TEKS UNTUK DIANALISIS
Ingatkan anak untuk berpikir luas. Ajarkan jika mencuci
tangan dan tetap di rumah bukan hanya untuk kebaikan anak sendiri, tapi juga
kebaikan orang-orang yang disayangi.
2. Buat dan jalankan
rutinitas
Buatlah jadwal yang tersusun bagi anak. Dr Damour
menyarankan agar orang tua membuat jadwal harian yang mencantumkan waktu anak
bersosialisasi dengan teman melalui telepon, waktu bebas gadget, dan waktu
membantu pekerjaan rumah. Memberikan jadwal membuat anak tahu kapan perlu
belajar atau membantu di rumah dan kapan bisa bersantai.
“Untuk anak di bawah 10 atau 11 tahun, lebih baik orang
tualah yang membuat struktur lalu menegosiasikannya dengan anak mereka, dan
pertimbangkan masukan dan perspektif mereka. Untuk anak usia 10, 11, dan
diatasnya, mereka bisa merancang strukturnya, sambil diberikan petunjuk
mengenai hal-hal apa saja yang mesti menjadi bagian dari struktur tersebut, lalu
dari situ bisa dilanjutkan,” kata Dr. Damour. Pada dasarnya, menyusun jadwal
harus mengutamakan tugas sekolah atau tugas rumah.

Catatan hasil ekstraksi

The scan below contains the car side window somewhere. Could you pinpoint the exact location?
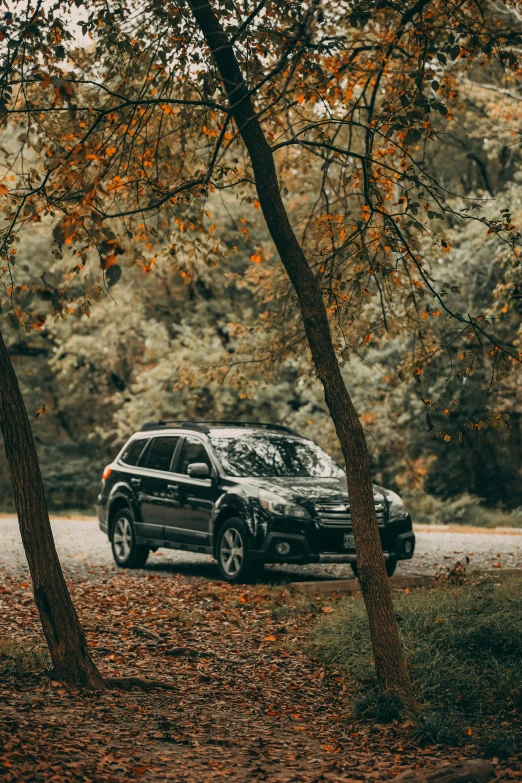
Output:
[175,435,212,475]
[146,436,179,471]
[120,438,149,465]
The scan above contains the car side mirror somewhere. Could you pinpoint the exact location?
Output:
[187,462,210,478]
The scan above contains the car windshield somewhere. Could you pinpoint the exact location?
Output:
[207,434,344,478]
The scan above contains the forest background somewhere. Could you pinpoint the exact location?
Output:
[0,41,522,526]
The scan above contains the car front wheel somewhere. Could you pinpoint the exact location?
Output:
[111,508,150,568]
[216,517,259,582]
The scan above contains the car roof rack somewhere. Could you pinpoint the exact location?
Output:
[140,419,210,433]
[183,419,299,435]
[141,419,299,435]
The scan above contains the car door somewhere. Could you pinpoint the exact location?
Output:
[165,435,220,546]
[136,435,180,541]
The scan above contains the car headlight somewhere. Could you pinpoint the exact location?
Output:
[259,489,310,519]
[388,490,406,518]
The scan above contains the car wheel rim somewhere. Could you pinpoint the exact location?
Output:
[219,527,244,576]
[112,517,132,562]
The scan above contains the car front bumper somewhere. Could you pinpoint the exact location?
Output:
[251,515,415,565]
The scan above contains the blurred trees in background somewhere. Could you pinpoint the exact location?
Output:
[0,3,522,508]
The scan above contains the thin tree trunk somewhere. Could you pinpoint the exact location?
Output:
[188,0,415,706]
[0,324,105,689]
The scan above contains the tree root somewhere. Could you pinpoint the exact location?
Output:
[105,677,177,691]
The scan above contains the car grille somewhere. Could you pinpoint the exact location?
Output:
[315,501,386,528]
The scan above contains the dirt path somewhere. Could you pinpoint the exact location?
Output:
[0,517,522,582]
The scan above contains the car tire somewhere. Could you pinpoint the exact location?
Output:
[350,557,397,579]
[111,508,150,568]
[216,517,263,583]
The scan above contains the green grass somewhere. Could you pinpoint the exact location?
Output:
[0,638,50,677]
[310,577,522,756]
[405,492,522,528]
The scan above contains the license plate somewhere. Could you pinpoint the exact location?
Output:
[343,533,355,549]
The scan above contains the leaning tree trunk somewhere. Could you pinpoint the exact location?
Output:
[188,0,415,706]
[0,324,105,688]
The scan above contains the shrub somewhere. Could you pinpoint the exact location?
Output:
[405,492,522,527]
[311,577,522,755]
[0,638,50,676]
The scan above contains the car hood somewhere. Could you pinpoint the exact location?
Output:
[236,477,386,503]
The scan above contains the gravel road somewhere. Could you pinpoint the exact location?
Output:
[0,517,522,582]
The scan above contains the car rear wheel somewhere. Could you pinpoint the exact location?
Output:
[350,557,397,578]
[216,517,260,582]
[111,508,150,568]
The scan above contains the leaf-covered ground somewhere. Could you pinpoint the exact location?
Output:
[0,569,522,783]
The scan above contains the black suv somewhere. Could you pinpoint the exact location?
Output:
[98,421,415,582]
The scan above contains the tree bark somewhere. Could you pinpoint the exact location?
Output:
[188,0,415,706]
[0,333,105,689]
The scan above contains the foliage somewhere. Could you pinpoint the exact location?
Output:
[311,577,522,749]
[0,0,522,521]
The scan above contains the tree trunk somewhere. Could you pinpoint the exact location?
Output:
[188,0,415,706]
[0,333,105,689]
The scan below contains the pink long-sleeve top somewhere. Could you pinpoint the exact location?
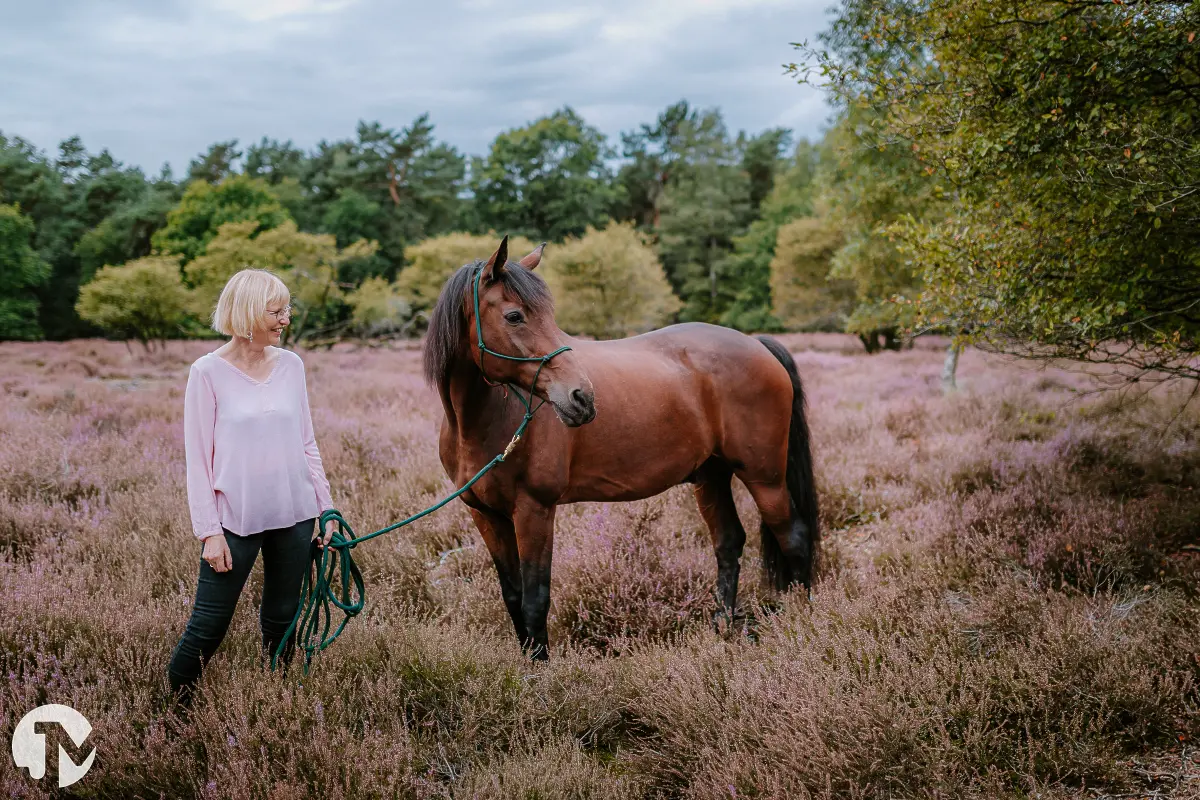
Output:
[184,345,334,540]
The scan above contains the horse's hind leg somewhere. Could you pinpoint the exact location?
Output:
[470,509,529,646]
[695,461,746,622]
[739,475,812,591]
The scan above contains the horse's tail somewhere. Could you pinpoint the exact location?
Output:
[756,336,821,590]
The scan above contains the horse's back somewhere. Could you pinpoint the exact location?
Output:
[561,323,792,501]
[604,323,791,391]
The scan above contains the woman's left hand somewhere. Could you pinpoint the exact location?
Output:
[314,517,337,549]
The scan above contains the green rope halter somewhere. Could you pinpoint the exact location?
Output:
[271,266,571,675]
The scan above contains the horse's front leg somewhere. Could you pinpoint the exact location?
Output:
[470,509,529,646]
[512,495,554,661]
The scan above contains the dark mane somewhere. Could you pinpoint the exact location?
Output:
[424,259,554,386]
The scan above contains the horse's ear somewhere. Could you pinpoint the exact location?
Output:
[484,234,509,283]
[518,242,546,270]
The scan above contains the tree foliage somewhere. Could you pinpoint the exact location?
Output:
[0,205,50,339]
[76,255,191,349]
[151,175,289,263]
[184,219,376,342]
[470,107,614,241]
[809,0,1200,378]
[770,217,857,331]
[539,222,680,338]
[396,233,536,312]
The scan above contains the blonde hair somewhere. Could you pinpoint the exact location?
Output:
[212,269,292,337]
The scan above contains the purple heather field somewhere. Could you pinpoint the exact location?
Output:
[0,335,1200,800]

TENTANG LATIHAN INI
Lanjutkan teks tentang rutinitas anak di rumah, mulai dari sesudah kalimat terakhirnya. Catatan tersebut adalah bahan tersendiri yang terpisah dari teks.

JAWABAN LATIHAN INI
3. Biarkan Anak
Merasakan Emosinya
Di kondisi sekarang, semua kegiatan anak terpaksa ditiadakan,
termasuk bermain dengan teman, sekolah, dan kegiatan ekstrakulikuler. Penting bagi
orang tua untuk membiarkan anak bersedih.
“Dilihat dari kacamata kehidupan remaja, ketiadaan hal-hal
itu adalah kehilangan besar. Jauh lebih besar bagi mereka dibandingkan begi
orang dewasa, karena orang dewasa bisa membandingkannya dengan pengalaman
hidup. Berikan dukungan, antisipasi hal ini akan terjadi, dan katakana bahwa
sangat wajar anak merasa sangat sedih dan sangat frustasi karena kehilangan
begitu banyak hal,” jelas Dr. Damour.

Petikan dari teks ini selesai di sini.